Give the listing again, word for word.

···

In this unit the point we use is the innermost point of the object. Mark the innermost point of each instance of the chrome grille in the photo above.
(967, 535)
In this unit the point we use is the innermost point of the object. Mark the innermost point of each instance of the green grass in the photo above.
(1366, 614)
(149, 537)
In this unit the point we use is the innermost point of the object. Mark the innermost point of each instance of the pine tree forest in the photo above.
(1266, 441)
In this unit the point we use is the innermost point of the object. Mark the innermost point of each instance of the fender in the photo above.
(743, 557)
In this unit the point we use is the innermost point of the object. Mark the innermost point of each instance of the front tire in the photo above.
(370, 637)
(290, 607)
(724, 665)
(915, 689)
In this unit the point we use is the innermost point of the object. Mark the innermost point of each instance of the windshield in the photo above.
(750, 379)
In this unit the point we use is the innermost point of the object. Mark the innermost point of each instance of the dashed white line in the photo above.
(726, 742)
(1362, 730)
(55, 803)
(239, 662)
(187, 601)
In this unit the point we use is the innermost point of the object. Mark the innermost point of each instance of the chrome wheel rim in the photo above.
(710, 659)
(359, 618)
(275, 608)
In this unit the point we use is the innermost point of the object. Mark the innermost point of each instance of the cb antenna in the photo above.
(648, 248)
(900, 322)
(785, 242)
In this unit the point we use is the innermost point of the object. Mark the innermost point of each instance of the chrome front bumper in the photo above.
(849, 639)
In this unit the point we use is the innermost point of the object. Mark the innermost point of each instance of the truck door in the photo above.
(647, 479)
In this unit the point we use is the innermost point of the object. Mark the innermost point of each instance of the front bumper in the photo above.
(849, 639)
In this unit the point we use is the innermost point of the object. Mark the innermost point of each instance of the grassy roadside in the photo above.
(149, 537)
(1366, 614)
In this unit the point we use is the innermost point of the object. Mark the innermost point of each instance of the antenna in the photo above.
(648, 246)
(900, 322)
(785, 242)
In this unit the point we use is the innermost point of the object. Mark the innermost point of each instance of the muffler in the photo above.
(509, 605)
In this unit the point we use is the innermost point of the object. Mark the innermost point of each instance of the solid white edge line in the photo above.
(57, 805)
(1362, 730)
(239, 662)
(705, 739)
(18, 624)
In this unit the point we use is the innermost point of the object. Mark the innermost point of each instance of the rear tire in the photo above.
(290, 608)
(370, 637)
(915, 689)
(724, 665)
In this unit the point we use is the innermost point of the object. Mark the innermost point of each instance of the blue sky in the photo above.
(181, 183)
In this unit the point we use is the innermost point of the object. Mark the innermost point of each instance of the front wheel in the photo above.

···

(Output of the exercise):
In this unit the point we use is the innermost point of the object. Mark the innermost point of each instance of the chrome grille in the photo above.
(967, 535)
In this unit the point we use is the innermost point of the object. Mark the innermost point of each instance of the green grass in the photo above.
(1366, 614)
(149, 537)
In this unit the point we use is the innermost point of the object. Mark the innermost point of each instance of the pine tree forest in the photo above.
(1266, 441)
In this unit the point we use is the innermost point of the object. Mark the innermost point of each instance of the fender in the photo above.
(743, 557)
In this unit the point we use is the innermost point of the object. Mark the innermost point of each instance of the front tire in the photo above.
(370, 637)
(290, 607)
(724, 665)
(915, 689)
In this unit the point we use is the innermost point of the object. Mark the innermost point of each instance of the windshield in the photo above.
(750, 379)
In this unit the point we use is the innermost point of the object. Mark the innermost point of each instance of the dashed white line in the photo above.
(726, 742)
(1362, 730)
(55, 803)
(239, 662)
(187, 601)
In this unit the point we use is the innermost point of the object. Mark the innermost point of each instance of the chrome wheel rim in the photo above.
(710, 659)
(359, 618)
(275, 608)
In this unit the point we use is the innermost point of the object. Mark the innermost point of each instance of the cb antenna in the photo above.
(648, 248)
(900, 322)
(785, 242)
In this unit the point we use is the innermost point of the object. Mark the innermost point of each instance of the chrome front bumper in the photo above.
(849, 639)
In this unit the point we use is the innermost point of the object. Mark the innermost point of each instance of the truck door in the photo above.
(647, 479)
In this unit the point we use is the innermost point of the object. Mark the innermost point of each instance of the front bumper in the photo above.
(849, 639)
In this unit the point we use is the innermost point of the object. Mark the innermost point of each instance of the grassy roadside in the photo above.
(149, 537)
(1366, 614)
In this unit the point we use is the innermost point of the object. Mark the innermost point of each instance of the antenna in the photo above.
(648, 246)
(900, 322)
(785, 242)
In this unit the point we use is the innermost point of the object. Mark the innermost point of each instance of the muffler in the photo above.
(509, 605)
In this unit the point we use is the innermost point of the object. Mark the innermost point of each instance of the solid white edge line in the photo above.
(57, 805)
(1362, 730)
(239, 662)
(705, 739)
(18, 624)
In this unit the point we use is the innermost point of the object. Mark the innermost point of each instance of the rear tire in the photo above.
(290, 608)
(370, 637)
(915, 689)
(724, 665)
In this unit the point we use is the innermost point of the object. Mark the innermost point of each instance of the blue sky in the photo above.
(181, 183)
In this unit the point we use is the innermost point of the object. Mark the innermost point of each instance of the front wheel in the photo above.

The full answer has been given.